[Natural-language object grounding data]
-=-=-=-=-

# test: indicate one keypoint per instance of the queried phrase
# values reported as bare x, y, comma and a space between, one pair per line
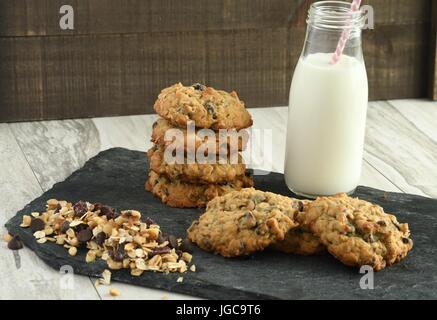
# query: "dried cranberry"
65, 226
186, 246
37, 225
109, 212
15, 243
173, 241
100, 238
199, 86
162, 250
149, 221
118, 254
80, 208
85, 235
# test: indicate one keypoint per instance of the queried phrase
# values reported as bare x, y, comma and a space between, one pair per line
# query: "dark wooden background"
123, 52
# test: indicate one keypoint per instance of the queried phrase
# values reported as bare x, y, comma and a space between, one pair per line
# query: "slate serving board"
116, 177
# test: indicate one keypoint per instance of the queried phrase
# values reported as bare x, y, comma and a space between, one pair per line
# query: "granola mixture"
119, 238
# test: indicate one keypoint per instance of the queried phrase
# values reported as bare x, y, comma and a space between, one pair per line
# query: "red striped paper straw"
345, 34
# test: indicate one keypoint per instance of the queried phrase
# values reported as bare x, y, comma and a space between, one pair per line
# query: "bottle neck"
326, 22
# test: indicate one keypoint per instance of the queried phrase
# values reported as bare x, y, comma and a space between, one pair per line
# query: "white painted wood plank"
402, 145
34, 279
55, 149
131, 132
275, 119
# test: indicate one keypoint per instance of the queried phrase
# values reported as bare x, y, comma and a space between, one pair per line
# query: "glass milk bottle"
327, 106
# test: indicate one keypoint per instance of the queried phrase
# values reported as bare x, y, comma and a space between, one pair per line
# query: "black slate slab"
116, 177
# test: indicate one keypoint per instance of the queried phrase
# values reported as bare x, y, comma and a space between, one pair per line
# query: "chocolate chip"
37, 225
161, 238
15, 243
300, 206
119, 254
58, 207
84, 235
161, 250
198, 86
65, 226
80, 227
109, 212
97, 206
100, 238
173, 241
149, 221
80, 208
382, 223
210, 108
186, 246
248, 172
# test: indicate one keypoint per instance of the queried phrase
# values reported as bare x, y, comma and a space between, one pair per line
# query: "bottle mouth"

-=-=-=-=-

Please write out every entry exactly, but skip the pictures.

# test: indicate one keypoint per instance of the queried phrase
# values reported as bare x, y, comma and a space between, one pair per line
# query: "dried cranberry"
65, 226
186, 246
37, 225
109, 212
15, 243
173, 241
100, 238
199, 86
162, 250
149, 221
118, 254
80, 208
85, 235
# test: indicate one keypoint per instance of the queried phrase
# values reported as bare x, y, comma and a space between, one pair per line
# query: "dark wooden background"
123, 52
# test: indicate one keypoint per instance of the queried phrase
# values reported as bare x, y, comma and a space between, one pair per line
# query: "slate serving board"
116, 177
# test: indicate one keypoint per instance of the queried phrase
# values reported as bare x, y, comma and a space between, one pair per line
# query: "granola mixture"
119, 238
# test: indicate one keypoint per instance of the queried phrase
# values reported as bare x, y, comma and a space between, one pair per line
# query: "red striped paper straw"
345, 34
# test: indicate one keypoint per instance of the queried phrase
# values reported as bare x, y, comma and a space between, one pair per line
# query: "bottle neck"
326, 22
# test: indicate one keypoint per instance of the queried phrase
# values reported as bare x, y, comma and a space between, one pair per line
# query: "white painted wood plank"
402, 145
34, 279
55, 149
131, 132
275, 119
# test: indicate one keypoint per instance of the queried phrase
# values reported as bare x, y, comma and a space between, one pair per line
# query: "glass milk bottle"
327, 106
# test: indicate one keypoint per instance of the queried phrase
# values reported as bare x, y, comma and a space between, one pair per line
# query: "black slate slab"
116, 177
# test: indicate one keypoint per instance of the queried phrase
# values reported as bare x, y, comma and a space between, one pair per line
# query: "chocolate chip"
37, 225
161, 238
15, 243
300, 206
119, 254
58, 207
84, 235
161, 250
198, 86
65, 226
80, 227
109, 212
97, 206
100, 238
173, 241
149, 221
80, 208
382, 223
210, 108
186, 246
248, 172
# test: indicate one keypoint per instance of the queried phrase
# values reported as bare x, y, comma and a space between, one pair per line
# query: "bottle mouth"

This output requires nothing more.